(Prompt):
Retype the records below exactly as given, but only from the first line through the line with "one marker per instance, written like [264,350]", and without the pictures.

(Data supplied):
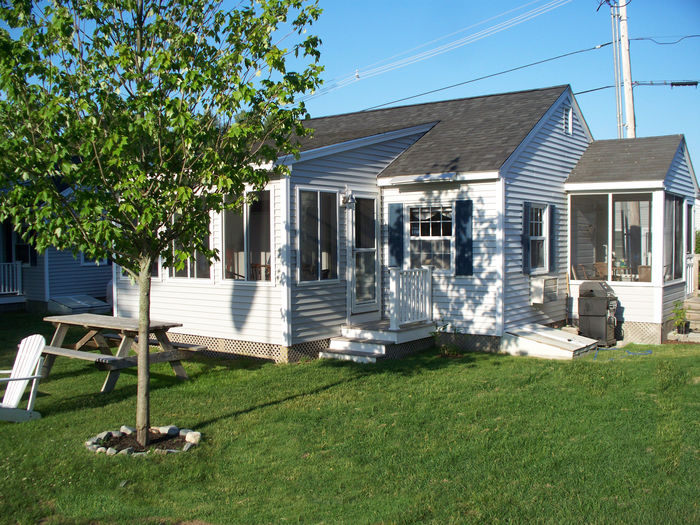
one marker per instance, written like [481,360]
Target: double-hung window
[430,237]
[247,240]
[318,235]
[538,238]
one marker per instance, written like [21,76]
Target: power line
[531,64]
[502,26]
[491,75]
[672,83]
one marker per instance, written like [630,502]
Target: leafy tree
[125,123]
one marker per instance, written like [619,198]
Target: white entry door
[364,280]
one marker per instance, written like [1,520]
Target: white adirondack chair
[27,368]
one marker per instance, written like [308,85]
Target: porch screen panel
[259,238]
[234,245]
[308,235]
[329,236]
[589,237]
[632,238]
[673,238]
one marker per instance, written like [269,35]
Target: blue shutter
[396,235]
[464,243]
[552,238]
[525,238]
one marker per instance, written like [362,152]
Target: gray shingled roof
[638,159]
[470,134]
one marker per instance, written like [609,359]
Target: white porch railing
[691,273]
[411,296]
[11,278]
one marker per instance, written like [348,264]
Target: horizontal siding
[34,279]
[468,304]
[537,174]
[68,277]
[679,179]
[216,307]
[320,309]
[672,294]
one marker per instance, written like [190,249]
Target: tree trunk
[143,411]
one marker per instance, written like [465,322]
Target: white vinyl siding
[536,173]
[217,307]
[320,308]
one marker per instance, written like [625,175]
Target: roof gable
[469,135]
[646,159]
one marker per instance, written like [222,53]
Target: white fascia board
[439,177]
[353,144]
[614,186]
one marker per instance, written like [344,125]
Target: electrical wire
[531,64]
[491,75]
[430,53]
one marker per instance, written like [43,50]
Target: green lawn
[425,439]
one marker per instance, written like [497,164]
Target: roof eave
[472,176]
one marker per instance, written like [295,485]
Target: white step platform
[368,342]
[542,341]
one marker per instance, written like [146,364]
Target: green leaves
[123,133]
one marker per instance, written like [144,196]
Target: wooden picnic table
[97,328]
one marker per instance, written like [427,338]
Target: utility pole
[631,126]
[626,124]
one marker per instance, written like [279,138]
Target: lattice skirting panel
[472,343]
[641,333]
[231,348]
[399,350]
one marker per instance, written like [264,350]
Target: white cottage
[452,213]
[631,205]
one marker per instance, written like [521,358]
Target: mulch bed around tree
[156,441]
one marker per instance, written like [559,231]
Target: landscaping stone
[169,435]
[169,430]
[193,437]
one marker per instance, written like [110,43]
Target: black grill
[597,304]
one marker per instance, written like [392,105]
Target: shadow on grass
[425,361]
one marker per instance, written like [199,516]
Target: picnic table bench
[122,329]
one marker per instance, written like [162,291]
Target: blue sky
[361,35]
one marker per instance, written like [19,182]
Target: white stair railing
[11,278]
[411,296]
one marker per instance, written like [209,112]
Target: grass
[425,439]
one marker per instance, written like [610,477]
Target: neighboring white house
[32,280]
[391,221]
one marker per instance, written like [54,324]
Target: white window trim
[448,272]
[97,262]
[247,282]
[546,220]
[297,231]
[175,278]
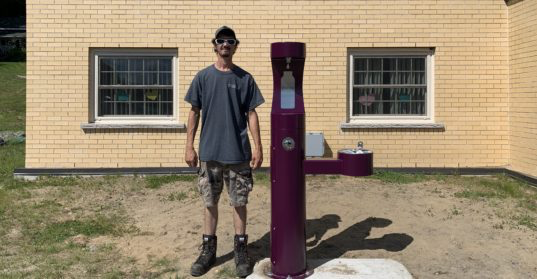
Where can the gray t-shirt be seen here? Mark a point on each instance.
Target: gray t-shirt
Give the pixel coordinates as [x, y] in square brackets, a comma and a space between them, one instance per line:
[224, 99]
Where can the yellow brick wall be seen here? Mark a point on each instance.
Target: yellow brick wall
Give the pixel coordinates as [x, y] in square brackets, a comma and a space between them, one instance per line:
[523, 89]
[471, 80]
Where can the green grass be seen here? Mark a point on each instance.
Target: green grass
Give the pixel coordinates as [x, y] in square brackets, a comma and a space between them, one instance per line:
[12, 96]
[226, 271]
[499, 186]
[261, 178]
[177, 196]
[98, 225]
[399, 178]
[155, 182]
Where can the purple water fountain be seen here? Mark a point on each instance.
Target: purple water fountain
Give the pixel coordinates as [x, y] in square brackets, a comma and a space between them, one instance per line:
[288, 164]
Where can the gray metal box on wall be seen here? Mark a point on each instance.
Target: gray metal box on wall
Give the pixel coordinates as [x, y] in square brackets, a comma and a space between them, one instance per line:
[314, 144]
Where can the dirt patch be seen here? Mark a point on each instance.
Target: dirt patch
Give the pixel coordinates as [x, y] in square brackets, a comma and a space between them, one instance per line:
[428, 226]
[422, 225]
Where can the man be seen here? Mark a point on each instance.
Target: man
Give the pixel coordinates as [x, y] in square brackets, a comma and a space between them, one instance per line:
[227, 97]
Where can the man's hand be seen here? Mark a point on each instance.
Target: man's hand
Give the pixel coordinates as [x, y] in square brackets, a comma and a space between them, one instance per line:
[191, 157]
[257, 159]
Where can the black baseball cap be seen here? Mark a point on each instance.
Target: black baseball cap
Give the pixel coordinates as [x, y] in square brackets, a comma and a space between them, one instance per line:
[224, 30]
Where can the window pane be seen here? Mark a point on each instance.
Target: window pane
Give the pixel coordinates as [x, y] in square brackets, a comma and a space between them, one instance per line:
[419, 64]
[150, 65]
[404, 64]
[166, 95]
[418, 94]
[169, 108]
[419, 78]
[375, 64]
[374, 78]
[121, 78]
[121, 65]
[106, 78]
[389, 71]
[359, 78]
[389, 64]
[151, 95]
[107, 64]
[136, 65]
[417, 108]
[150, 79]
[151, 108]
[389, 78]
[165, 65]
[165, 78]
[404, 78]
[134, 75]
[360, 64]
[136, 78]
[138, 95]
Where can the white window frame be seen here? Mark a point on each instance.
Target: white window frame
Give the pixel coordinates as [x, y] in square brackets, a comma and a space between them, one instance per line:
[394, 52]
[118, 52]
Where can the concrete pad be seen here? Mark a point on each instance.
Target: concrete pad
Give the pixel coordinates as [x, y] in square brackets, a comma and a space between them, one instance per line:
[344, 269]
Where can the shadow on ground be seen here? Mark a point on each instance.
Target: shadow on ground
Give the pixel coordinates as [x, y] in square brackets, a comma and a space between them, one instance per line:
[351, 239]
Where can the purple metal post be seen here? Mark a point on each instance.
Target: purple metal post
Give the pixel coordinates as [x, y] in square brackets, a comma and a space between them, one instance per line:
[288, 201]
[288, 167]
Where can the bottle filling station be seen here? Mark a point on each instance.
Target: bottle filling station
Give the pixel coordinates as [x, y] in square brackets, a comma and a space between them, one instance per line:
[288, 164]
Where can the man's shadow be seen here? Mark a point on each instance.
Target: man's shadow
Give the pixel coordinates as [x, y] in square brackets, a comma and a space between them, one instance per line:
[355, 238]
[352, 238]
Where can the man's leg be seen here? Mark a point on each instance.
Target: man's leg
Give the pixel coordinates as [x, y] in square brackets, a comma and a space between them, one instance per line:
[240, 183]
[239, 219]
[211, 220]
[210, 186]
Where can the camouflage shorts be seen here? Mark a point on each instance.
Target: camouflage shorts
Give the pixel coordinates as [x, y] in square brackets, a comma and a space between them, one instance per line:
[238, 179]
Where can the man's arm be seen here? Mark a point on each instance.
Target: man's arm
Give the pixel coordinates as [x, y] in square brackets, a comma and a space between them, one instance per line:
[253, 124]
[191, 158]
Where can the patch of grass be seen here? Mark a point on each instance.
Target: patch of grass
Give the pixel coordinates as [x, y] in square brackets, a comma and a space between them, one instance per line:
[12, 96]
[226, 271]
[12, 157]
[99, 225]
[399, 178]
[177, 196]
[156, 181]
[498, 186]
[261, 178]
[528, 221]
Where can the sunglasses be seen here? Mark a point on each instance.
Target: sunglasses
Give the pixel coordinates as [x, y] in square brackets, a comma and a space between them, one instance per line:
[230, 42]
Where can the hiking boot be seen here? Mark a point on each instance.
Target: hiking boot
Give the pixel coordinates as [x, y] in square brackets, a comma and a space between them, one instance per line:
[207, 257]
[242, 263]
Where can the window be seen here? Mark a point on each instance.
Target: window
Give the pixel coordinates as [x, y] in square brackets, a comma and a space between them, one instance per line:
[391, 85]
[135, 85]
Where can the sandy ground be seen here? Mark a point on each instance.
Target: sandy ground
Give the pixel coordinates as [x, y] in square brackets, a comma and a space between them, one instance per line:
[421, 225]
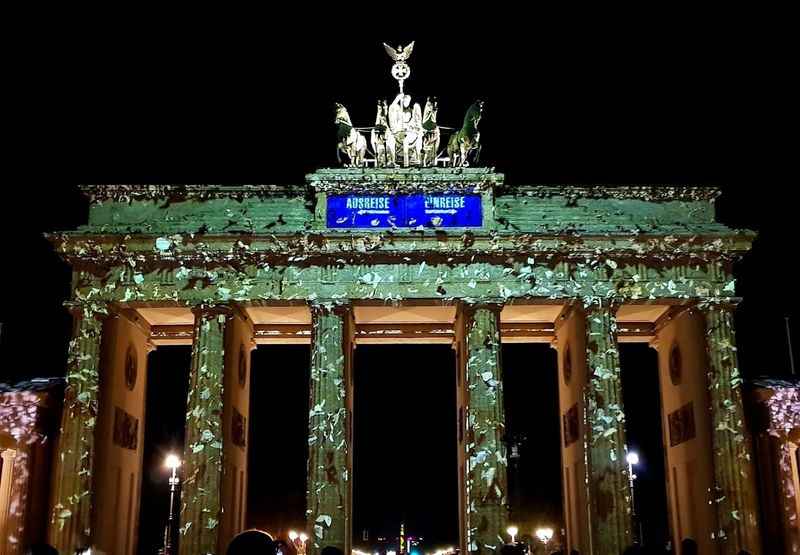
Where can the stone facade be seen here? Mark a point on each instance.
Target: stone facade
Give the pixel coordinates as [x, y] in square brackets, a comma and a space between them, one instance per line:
[215, 249]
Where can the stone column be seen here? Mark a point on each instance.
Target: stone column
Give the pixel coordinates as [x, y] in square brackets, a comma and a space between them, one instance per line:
[72, 489]
[328, 496]
[609, 488]
[735, 495]
[486, 468]
[6, 480]
[202, 459]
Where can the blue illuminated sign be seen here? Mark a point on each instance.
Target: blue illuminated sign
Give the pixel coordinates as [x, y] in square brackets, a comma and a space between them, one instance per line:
[406, 211]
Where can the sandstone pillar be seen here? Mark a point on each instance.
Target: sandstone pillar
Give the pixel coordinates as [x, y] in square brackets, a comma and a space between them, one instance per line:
[609, 489]
[71, 506]
[486, 464]
[202, 461]
[329, 506]
[735, 495]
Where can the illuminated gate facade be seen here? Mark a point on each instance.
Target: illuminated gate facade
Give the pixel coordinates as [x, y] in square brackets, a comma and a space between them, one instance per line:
[224, 268]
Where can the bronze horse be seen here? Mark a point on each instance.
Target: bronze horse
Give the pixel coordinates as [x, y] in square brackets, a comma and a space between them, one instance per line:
[467, 139]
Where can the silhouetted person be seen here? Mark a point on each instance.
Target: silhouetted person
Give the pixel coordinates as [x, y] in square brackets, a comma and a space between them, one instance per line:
[42, 549]
[330, 550]
[252, 542]
[688, 547]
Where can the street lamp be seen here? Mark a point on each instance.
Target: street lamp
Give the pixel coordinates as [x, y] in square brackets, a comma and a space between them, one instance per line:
[633, 459]
[512, 531]
[544, 534]
[298, 541]
[172, 462]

(Reply to the task):
one marker per instance, written like [481,360]
Target: double-hung window
[430,237]
[247,240]
[318,235]
[538,238]
one marker per instance, written like [21,76]
Target: power line
[531,64]
[502,26]
[491,75]
[672,83]
one marker per instance, written like [630,502]
Target: leafy tree
[125,123]
one marker per instance, written like [619,198]
Target: white entry door
[364,280]
one marker per instance, written like [1,520]
Target: white adirondack chair
[27,368]
one marker per instance, written like [308,85]
Target: porch screen panel
[259,238]
[234,245]
[308,235]
[329,236]
[589,237]
[632,238]
[673,238]
one marker per instance, written like [269,35]
Target: blue shutter
[396,235]
[464,243]
[552,238]
[525,238]
one marker per instance, written like [362,152]
Target: gray shingled roof
[638,159]
[470,134]
one marker per instance, written like [609,359]
Target: white porch railing
[691,273]
[411,296]
[11,278]
one marker per instance, written like [348,264]
Target: horizontal siding
[34,279]
[468,304]
[537,174]
[68,277]
[679,179]
[216,307]
[320,309]
[672,294]
one marker per instance, written like [190,249]
Target: tree trunk
[143,411]
one marker per instance, written like [465,322]
Target: white vinyl siding
[536,173]
[217,307]
[320,308]
one marker per instance, written like [625,175]
Target: roof gable
[469,135]
[646,159]
one marker per instance, written like [222,53]
Target: white fascia board
[439,177]
[353,144]
[614,186]
one marker per instance, written like [344,125]
Target: electrical wire
[531,64]
[491,75]
[430,53]
one marker per instance, written like [43,50]
Target: green lawn
[425,439]
one marker per instance, written like [497,164]
Target: roof eave
[472,176]
one marker per instance, written like [295,485]
Target: white step platform
[368,342]
[542,341]
one marker per instance, written like [146,364]
Target: green leaves
[123,133]
one marker per instance, written like [144,196]
Target: wooden picnic table
[97,328]
one marker per instance, written like [427,338]
Target: utility pole
[631,126]
[626,124]
one marker per instance, written like [279,138]
Target: lattice skirting panel
[472,343]
[641,333]
[231,348]
[399,350]
one marker per instance, written like [264,350]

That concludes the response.